• Brano di partenza:
=======

Adesso comprendo facilmente come lo sgraziato maggiore _Houghtton_ può
essere perito nel deserto in conseguenza di una circostanza simile alla
mia, senza che vi abbia avuto parte la perfidia di coloro, che lo
accompagnavano.
La maggior parte del suolo del deserto è di pura argilla, ad eccezione
d'un breve tratto di terreno calcareo, la superficie è coperta da uno
strato di ciottoli calcarei bianchi, rotolati, liberi, grossi come il
pugno, quasi tutti eguali, aventi la superficie bucherata come fossero
pezzi di vecchio calcinaccio, lo che mi persuade a ritenerli come un
prodotto vulcanico. Questo strato è steso con sì perfetta eguaglianza,
che non lascia assolutamente verun punto discoperto, e rende il cammino
assai faticoso.
Non vedesi in questo deserto veruna specie d'animali, quadrupedi, od
uccelli, rettili od insetti; l'occhio vi cerca invano una pianta, e
l'uomo non si vede altro d'intorno che il silenzio e la morte. Soltanto
verso le quattr'ore della sera si poterono distinguere a qualche
distanza alcune piccole piante abbrucciate, ed un albero spinoso senza
fiori e senza frutti. Io avevo raccolte nel deserto due pietre, un pezzo
d'argilla, e due pezzi di minerale: ma tutto andò perduto.

=======

• Estratto dei dati:
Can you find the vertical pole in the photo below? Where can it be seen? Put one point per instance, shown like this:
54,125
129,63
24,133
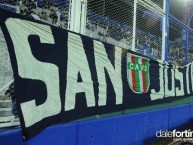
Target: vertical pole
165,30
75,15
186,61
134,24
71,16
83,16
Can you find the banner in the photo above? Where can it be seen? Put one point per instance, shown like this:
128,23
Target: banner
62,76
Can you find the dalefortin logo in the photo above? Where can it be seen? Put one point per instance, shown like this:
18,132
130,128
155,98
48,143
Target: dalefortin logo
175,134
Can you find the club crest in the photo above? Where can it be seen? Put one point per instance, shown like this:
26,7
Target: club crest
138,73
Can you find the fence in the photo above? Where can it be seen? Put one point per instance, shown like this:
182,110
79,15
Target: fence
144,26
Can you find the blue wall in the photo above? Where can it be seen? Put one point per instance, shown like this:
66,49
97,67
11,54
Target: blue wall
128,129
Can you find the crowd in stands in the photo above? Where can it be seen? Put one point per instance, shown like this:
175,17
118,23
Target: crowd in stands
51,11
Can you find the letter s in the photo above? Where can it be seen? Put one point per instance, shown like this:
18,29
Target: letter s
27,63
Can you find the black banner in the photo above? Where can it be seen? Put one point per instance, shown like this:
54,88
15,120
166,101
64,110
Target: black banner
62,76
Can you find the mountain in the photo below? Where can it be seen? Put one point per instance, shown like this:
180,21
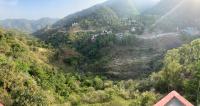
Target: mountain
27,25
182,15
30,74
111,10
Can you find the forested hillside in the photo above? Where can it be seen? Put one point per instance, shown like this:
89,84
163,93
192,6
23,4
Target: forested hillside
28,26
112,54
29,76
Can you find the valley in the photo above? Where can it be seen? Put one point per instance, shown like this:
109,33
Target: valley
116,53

=======

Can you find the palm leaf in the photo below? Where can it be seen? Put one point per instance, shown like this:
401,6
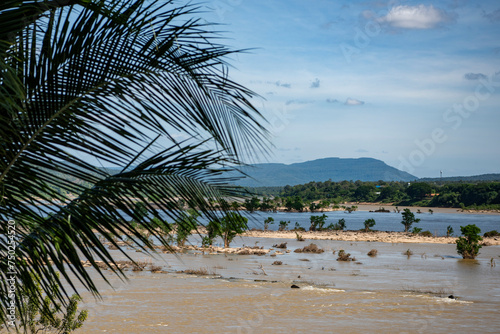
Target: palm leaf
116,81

=======

Ricopia per intero il brano sul deserto riportato sopra, parola per parola e senza alcuna modifica.

• Risposta completa:
Adesso comprendo facilmente come lo sgraziato maggiore _Houghtton_ può
essere perito nel deserto in conseguenza di una circostanza simile alla
mia, senza che vi abbia avuto parte la perfidia di coloro, che lo
accompagnavano.
La maggior parte del suolo del deserto è di pura argilla, ad eccezione
d'un breve tratto di terreno calcareo, la superficie è coperta da uno
strato di ciottoli calcarei bianchi, rotolati, liberi, grossi come il
pugno, quasi tutti eguali, aventi la superficie bucherata come fossero
pezzi di vecchio calcinaccio, lo che mi persuade a ritenerli come un
prodotto vulcanico. Questo strato è steso con sì perfetta eguaglianza,
che non lascia assolutamente verun punto discoperto, e rende il cammino
assai faticoso.
Non vedesi in questo deserto veruna specie d'animali, quadrupedi, od
uccelli, rettili od insetti; l'occhio vi cerca invano una pianta, e
l'uomo non si vede altro d'intorno che il silenzio e la morte. Soltanto
verso le quattr'ore della sera si poterono distinguere a qualche
distanza alcune piccole piante abbrucciate, ed un albero spinoso senza
fiori e senza frutti. Io avevo raccolte nel deserto due pietre, un pezzo
d'argilla, e due pezzi di minerale: ma tutto andò perduto.